*PROBLEM*
Word for word, return the entries listed below.

╭─ GIVEN INFORMATION

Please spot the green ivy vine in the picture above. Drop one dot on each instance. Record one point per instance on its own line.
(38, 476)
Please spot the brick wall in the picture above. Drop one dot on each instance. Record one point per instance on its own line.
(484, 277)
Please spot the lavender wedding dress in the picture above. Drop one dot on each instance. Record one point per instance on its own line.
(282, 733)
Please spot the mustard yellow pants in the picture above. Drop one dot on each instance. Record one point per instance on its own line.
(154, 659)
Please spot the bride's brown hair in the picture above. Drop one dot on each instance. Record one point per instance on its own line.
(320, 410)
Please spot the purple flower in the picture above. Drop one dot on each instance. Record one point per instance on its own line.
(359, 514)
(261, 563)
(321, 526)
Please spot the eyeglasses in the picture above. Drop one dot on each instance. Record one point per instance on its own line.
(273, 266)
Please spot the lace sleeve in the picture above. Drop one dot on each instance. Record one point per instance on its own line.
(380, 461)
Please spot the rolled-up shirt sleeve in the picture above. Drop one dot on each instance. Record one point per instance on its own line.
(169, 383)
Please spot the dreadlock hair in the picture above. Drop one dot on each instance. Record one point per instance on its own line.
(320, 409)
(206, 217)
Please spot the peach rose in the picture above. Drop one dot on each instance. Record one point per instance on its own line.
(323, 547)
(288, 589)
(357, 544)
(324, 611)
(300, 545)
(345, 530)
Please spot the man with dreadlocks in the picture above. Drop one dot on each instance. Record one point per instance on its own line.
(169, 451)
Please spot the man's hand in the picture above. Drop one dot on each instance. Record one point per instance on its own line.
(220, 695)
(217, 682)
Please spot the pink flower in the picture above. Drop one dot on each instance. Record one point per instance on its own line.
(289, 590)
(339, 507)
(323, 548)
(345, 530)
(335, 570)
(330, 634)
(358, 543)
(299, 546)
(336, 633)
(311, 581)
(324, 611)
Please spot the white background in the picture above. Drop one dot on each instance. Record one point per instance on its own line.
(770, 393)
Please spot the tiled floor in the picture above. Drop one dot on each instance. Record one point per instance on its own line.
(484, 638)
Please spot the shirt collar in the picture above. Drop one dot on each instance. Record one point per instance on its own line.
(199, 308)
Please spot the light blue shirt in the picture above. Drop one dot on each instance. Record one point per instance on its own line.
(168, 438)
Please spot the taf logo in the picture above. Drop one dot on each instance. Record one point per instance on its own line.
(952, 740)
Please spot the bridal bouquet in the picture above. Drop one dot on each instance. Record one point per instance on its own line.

╰─

*SOLUTION*
Please spot the green ivy vine in the picture above. Drop one dot on each instance. Record one point per instance on its own line.
(38, 476)
Please spot the brick wall in the picture above. Drop one dot on each instance. Record one point per instance on its own line.
(484, 277)
Please spot the lavender wedding dress in the picture above. Drop one dot on each instance. Record one point per instance on its own line.
(282, 733)
Please spot the mustard yellow pants in the picture above. Drop one dot on each instance. Record one point per instance on its own line.
(154, 659)
Please spot the bride's brown hair in the picture above. Drop one dot on each instance. Record one point per instance on its own line.
(320, 410)
Please spot the purple flower in the picture above. Drop one dot on each instance. Record one point per instance on its own line.
(359, 514)
(261, 563)
(321, 526)
Please spot the eyeglasses in the picture above. Drop one dot on each instance. Record one point per instance on its own line.
(273, 266)
Please spot the lace sleeve in the picture above. Drop one dot on each instance. Record one point per instance on its own line.
(380, 461)
Please spot the rolled-up shirt sleeve in the picture above. Drop one dot on each instance. Record one point per instance on its own line.
(169, 383)
Please spot the dreadlock hair in the picture above. Drop one dot on each instance. Record one point per instance on its own line.
(320, 409)
(206, 217)
Please spot the peach rose in the picture above. Drop one dot on each instance. Record one point per instance on its own line.
(323, 547)
(288, 589)
(357, 544)
(324, 611)
(300, 545)
(345, 530)
Please spot the man with dreadlocks in the picture above. Drop one dot on each instance. Record one point per instance on its own line.
(169, 451)
Please spot the man's hand in the picture above. Drop one dot on each instance. Record one point per instance on its own line.
(220, 695)
(217, 682)
Please spot the pink flower in the picture above. Drop one dot on each instance. Record one point per instance on its own line.
(289, 590)
(339, 507)
(323, 548)
(345, 530)
(335, 570)
(330, 634)
(358, 543)
(299, 546)
(336, 633)
(311, 581)
(324, 611)
Please spot the white background in the picture above. Drop one dot on each instance. Record one point per instance on its own line.
(770, 393)
Please spot the tiled floor in the picture above. Drop one dot on each instance. Record one point per instance on its own line.
(484, 638)
Please spot the shirt collar in the picture above. Drop one dot on each instance. Record one point per instance on its own line.
(199, 308)
Please spot the light blue shirt in the picture above. Drop one dot on each instance. Record one point per instance on its own line.
(168, 438)
Please spot the taf logo in the picture above. Drop one dot on each instance. Record one point per instance on its own line.
(952, 740)
Please spot the bridal bouquet in the picture above. Drop one dot on each instance. Record one point per instance on its own line.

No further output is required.